== Task instructions ==
[1] Answer these questions from the text on the user conference and strategic relationships, one line each:
(a) How often is the user conference held?
(b) What does maintaining relationships with technology vendors and service providers allow the company to do?
(c) Which services offered by service providers are named?
[2] Transcribe the part of the text on the user conference and strategic relationships between "We have relationships with a number of service" and "insurance underwriting services.", inclusive.
[3] Using the text on the user conference and strategic relationships, say whether each statement agrees with it. Answer yes or no, and quote the deciding words.
(a) The conference focuses only on large businesses.
(b) Attendees can give input into new features.
(c) The company integrates products from technology companies into its platform.

== Document segment ==
========================

We host our annual user conference where customers both participate in and deliver a variety of programs designed to help accelerate business performance through the use of our integrated platform of solutions. The conference features a variety of customer speakers, panelists and presentations focused on businesses of all sizes. The event also brings together our customers, technology vendors, service providers and other key participants in the rental housing industry to exchange ideas and best practices for improving business performance. Attendees gain insight into our product plans and participate in interactive sessions that give them the opportunity to provide input into new features and functionality.

Strategic Relationships

We maintain relationships with a variety of technology vendors and service providers to enhance the capabilities of our integrated platform of solutions. This approach allows us to expand our platform and customer base and to enter new markets. We have established the following types of strategic relationships:

Technology Vendors

We have relationships with a number of leading technology companies whose products we integrate into our platform or offer to complement our solutions. The cooperative relationships with our software and hardware technology partners allow us to build, optimize and deliver a broad range of solutions to our customers.

Service Providers

We have relationships with a number of service providers that offer complementary services that integrate into our platform and address key requirements of rental property owners and managers, including credit card and ACH services, transaction processing capabilities and insurance underwriting services.

========================

== Raw records ==

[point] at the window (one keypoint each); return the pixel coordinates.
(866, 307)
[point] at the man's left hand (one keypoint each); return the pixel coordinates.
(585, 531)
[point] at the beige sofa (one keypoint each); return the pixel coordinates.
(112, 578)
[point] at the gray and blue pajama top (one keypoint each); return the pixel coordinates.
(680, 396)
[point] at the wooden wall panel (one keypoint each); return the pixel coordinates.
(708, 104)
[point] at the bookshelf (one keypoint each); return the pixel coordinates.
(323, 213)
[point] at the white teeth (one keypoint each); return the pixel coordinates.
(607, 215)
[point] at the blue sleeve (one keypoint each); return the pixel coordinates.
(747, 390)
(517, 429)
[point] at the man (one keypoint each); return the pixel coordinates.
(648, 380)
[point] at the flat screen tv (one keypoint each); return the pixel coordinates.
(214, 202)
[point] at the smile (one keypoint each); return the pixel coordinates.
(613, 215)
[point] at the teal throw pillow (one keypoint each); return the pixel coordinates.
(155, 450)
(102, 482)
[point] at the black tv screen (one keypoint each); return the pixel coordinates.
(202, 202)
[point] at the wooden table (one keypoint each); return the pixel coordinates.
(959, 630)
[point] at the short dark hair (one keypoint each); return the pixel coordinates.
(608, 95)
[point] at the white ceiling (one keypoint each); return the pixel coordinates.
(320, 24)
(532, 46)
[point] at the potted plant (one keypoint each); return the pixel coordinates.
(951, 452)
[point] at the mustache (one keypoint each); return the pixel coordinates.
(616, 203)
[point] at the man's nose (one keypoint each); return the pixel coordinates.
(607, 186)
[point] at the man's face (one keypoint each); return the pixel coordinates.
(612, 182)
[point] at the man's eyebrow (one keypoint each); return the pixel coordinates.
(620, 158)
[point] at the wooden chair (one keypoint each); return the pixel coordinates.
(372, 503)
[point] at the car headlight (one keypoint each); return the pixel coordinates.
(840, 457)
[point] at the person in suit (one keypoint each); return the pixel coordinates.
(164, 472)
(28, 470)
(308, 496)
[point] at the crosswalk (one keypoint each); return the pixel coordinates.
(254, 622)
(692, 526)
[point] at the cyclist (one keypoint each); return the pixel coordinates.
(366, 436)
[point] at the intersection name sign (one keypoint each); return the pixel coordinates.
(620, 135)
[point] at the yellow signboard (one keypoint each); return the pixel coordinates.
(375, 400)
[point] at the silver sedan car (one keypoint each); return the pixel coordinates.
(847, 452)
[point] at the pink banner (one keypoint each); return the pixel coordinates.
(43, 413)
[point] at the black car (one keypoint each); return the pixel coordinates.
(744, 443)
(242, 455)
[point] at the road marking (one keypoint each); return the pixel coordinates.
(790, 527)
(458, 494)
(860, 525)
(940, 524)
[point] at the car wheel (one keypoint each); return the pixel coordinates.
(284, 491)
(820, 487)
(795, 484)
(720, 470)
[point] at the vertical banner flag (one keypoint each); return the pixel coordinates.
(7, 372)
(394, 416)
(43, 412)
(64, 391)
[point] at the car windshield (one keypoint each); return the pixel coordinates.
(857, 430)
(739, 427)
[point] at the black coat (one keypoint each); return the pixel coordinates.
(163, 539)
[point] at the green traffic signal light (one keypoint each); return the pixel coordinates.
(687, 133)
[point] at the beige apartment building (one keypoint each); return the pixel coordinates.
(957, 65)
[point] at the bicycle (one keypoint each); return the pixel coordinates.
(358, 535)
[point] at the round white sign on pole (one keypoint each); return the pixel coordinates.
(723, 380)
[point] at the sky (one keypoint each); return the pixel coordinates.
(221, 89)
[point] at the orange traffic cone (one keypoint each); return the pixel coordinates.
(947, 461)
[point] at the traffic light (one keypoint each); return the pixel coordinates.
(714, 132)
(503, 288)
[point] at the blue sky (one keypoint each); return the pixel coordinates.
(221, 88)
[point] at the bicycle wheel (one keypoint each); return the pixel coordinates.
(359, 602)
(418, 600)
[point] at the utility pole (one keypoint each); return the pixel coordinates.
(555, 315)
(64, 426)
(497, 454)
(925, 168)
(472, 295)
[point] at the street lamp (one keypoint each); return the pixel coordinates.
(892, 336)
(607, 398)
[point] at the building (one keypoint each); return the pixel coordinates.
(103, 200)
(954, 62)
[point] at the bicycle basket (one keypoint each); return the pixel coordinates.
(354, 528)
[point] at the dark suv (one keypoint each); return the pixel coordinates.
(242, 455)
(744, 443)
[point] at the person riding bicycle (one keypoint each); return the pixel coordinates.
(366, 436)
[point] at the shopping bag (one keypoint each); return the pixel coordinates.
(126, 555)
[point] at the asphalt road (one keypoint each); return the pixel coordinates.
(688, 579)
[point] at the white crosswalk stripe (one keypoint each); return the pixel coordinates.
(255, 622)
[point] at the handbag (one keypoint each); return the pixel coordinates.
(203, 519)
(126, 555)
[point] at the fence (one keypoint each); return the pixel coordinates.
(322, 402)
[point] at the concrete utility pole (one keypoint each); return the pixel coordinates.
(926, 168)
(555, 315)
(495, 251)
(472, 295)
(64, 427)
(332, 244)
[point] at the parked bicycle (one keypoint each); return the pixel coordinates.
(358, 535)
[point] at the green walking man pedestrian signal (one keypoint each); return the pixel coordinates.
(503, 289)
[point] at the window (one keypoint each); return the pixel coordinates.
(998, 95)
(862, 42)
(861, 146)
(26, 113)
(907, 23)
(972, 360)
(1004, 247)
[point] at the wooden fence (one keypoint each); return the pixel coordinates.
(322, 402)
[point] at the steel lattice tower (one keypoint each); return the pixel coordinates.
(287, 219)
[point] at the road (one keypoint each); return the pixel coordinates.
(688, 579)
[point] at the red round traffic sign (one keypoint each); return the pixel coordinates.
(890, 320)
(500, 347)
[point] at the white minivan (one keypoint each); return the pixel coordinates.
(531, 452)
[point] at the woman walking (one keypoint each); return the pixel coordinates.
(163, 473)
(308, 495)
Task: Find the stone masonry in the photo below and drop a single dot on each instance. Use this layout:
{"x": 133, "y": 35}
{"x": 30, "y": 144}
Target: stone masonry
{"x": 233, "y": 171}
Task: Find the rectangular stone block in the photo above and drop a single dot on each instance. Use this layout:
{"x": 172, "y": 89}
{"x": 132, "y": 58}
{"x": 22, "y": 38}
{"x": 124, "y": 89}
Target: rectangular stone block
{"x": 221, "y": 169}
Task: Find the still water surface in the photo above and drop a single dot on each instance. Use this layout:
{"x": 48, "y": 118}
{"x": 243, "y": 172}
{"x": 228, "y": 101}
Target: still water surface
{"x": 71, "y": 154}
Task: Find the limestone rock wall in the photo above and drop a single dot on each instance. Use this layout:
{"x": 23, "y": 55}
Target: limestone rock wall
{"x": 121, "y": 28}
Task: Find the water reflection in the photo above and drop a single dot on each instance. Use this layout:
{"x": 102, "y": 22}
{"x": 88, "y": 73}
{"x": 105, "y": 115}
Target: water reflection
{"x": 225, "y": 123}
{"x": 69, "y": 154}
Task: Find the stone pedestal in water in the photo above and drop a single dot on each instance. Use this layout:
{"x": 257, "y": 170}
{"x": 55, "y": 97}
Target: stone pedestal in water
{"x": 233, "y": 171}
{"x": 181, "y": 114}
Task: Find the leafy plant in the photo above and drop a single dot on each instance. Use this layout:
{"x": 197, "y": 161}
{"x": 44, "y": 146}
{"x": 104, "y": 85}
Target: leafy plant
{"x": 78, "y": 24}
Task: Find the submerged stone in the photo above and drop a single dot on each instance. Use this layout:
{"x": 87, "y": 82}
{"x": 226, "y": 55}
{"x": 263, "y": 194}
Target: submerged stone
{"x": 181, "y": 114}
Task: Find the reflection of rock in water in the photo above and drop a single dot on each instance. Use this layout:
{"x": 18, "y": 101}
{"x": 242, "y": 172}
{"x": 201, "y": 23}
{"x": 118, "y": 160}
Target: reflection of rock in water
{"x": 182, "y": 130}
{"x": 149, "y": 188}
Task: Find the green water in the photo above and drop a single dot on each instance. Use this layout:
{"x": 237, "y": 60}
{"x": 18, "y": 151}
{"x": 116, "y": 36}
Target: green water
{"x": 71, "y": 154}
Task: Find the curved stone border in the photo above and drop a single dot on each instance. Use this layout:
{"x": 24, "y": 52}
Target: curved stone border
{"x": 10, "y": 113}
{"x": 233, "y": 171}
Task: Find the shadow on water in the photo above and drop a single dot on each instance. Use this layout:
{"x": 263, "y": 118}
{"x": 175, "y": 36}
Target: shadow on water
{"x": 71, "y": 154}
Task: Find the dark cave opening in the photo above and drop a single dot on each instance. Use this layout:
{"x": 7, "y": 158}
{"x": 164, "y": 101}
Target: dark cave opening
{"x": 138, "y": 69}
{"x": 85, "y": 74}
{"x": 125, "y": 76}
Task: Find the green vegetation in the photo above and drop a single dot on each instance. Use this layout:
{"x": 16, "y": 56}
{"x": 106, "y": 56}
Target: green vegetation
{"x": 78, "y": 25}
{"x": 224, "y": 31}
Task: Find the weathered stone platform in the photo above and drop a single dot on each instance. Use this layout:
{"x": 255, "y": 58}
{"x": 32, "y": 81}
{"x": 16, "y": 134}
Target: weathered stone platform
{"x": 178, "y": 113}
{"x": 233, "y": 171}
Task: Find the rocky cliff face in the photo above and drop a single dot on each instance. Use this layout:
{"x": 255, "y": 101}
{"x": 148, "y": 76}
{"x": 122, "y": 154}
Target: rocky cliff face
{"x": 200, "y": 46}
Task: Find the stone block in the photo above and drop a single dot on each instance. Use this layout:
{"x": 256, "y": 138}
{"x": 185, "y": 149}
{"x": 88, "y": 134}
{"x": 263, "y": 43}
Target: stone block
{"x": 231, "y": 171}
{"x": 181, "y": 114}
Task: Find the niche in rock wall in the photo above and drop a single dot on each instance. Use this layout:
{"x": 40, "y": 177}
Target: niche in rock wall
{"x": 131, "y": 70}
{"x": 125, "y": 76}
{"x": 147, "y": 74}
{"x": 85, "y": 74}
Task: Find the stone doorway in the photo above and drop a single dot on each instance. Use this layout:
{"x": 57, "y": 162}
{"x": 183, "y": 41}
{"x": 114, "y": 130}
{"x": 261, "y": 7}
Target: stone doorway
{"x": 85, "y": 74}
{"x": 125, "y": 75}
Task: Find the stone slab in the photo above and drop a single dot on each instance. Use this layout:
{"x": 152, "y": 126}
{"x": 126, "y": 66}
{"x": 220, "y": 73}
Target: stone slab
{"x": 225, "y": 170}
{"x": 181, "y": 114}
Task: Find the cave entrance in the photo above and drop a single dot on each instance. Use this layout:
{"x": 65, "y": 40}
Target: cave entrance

========================

== Responses per task ==
[1]
(a) Annually.
(b) It allows the company to expand its platform and customer base and to enter new markets.
(c) Credit card and ACH services, transaction processing capabilities and insurance underwriting services.

[2]
We have relationships with a number of service providers that offer complementary services that integrate into our platform and address key requirements of rental property owners and managers, including credit card and ACH services, transaction processing capabilities and insurance underwriting services.

[3]
(a) No: "focused on businesses of all sizes"
(b) Yes: "give them the opportunity to provide input into new features and functionality"
(c) Yes: "whose products we integrate into our platform"